▶ [GIVEN INSTRUCTION]:
Extend the essay below on timeless furniture and changing textiles, picking up after its final sentence.

▶ [DOCUMENT PASSAGE]:

Timelessness and Trends

By Suzanne Pollak

In 2020, we started living inside our houses much more—so much more, every day felt like it could have been Wednesday. The trick I used to make each day uniquely enjoyable and make the seasons seem distinguishable (not easy in semitropical South Carolina) was regularly changing textiles on my windows, beds, and tables..

Decades ago, when I wanted advice on setting up a household, I did not look to my mother except to notice her nose going out of joint when friends reported buying new furniture every few years. I could see her point. If people bought pieces they loved, to begin with, they would not be changing their houses willy-nilly. Still, my mom was not the only one who taught me that furniture is timeless and textiles are trends.

That lesson came from two American businessmen whom I adopted as fantasy mentors. I craved greater authority on household matters and design than my mother could offer. As I cast around looking for teachers, I fell on these men who created such masterpieces that each of their houses turned into a museum when they passed. Although I lived in a two-room basement apartment at the time with no desire to ever make it a museum, I adopted John D. Rockefeller and Henry Dupont as my domestic disciples because they had philosophies on the art of living. That’s what I wanted to learn. I was used to a nomadic life and not sure what to do in more permanent living situations. Even though I could not possibly emulate either Mr. Rockefeller or Dupont, I could incorporate pieces of their philosophies and adapt to their ways of doing things.

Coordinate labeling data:
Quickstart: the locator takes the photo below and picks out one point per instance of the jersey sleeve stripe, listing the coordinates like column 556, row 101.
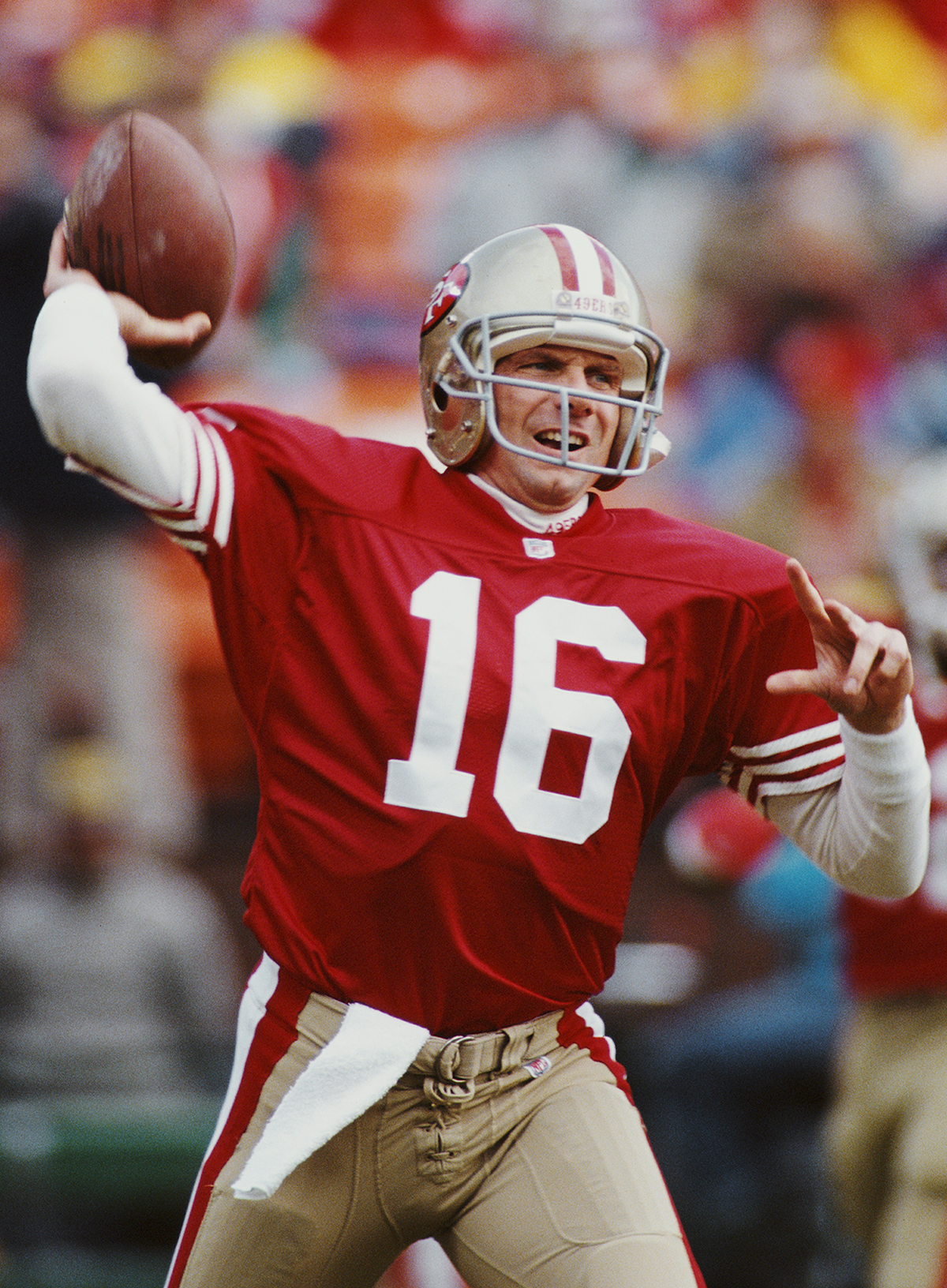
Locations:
column 800, row 762
column 806, row 737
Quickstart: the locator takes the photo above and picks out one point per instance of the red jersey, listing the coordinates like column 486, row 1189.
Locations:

▶ [ANSWER FOR THE TASK]:
Henry Dupont lived in a 175-room house in Delaware, now called Winterthur Museum. Dupont changed the textiles, from curtains to upholstery, in many of his 175 rooms (in one house!) four times per year. Rockefeller had another domestic desire. His wish was to eat on a different plate every night, so his china collection numbered 365, a set for every day of the year. I learned this fact from a docent at Bassett Hall, Rockefeller’s eighteenth-century farmhouse in Williamsburg, Virginia. His pantry was filled with glass cabinets stacked to the brim with plates. Of course, I didn’t have the means or space to copy these gents, but I learned why they did what they did. I got their gist. They used their design sense (and substantial financial resources) to create new environments in the rooms they lived in day and night. That is one beautiful way never to feel bored, to see your surroundings with fresh eyes, and to turn your house and life within those walls into a work of art.

Following John D.’s passion, I collected a ridiculous amount of china, which pleased me immensely and made setting the table incredibly fun.

More importantly, from Mr. Dupont, I learned to purchase furniture with an eye for the future and textiles with an eye for the present.

These men helped me, two generations after they lived, to design my domestic life. Wouldn’t they be surprised to know their ways of thinking about how to live in a house could help a twenty-year-old girl decades later, even while she lived in a basement?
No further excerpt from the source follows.